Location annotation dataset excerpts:
▼▼▼

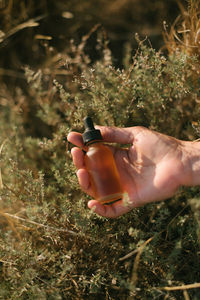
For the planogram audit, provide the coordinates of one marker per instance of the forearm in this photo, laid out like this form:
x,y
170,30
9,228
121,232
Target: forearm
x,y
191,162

▲▲▲

Stated task:
Rewrite the items with every "forearm" changed to "elbow" and nothing else altered. Omit the pictures from your answer.

Solution to the problem:
For the planogram audit, provide the coordinates of one marker per instance of the elbow in this photo, laid out like this form:
x,y
170,30
9,228
121,232
Target: elbow
x,y
191,162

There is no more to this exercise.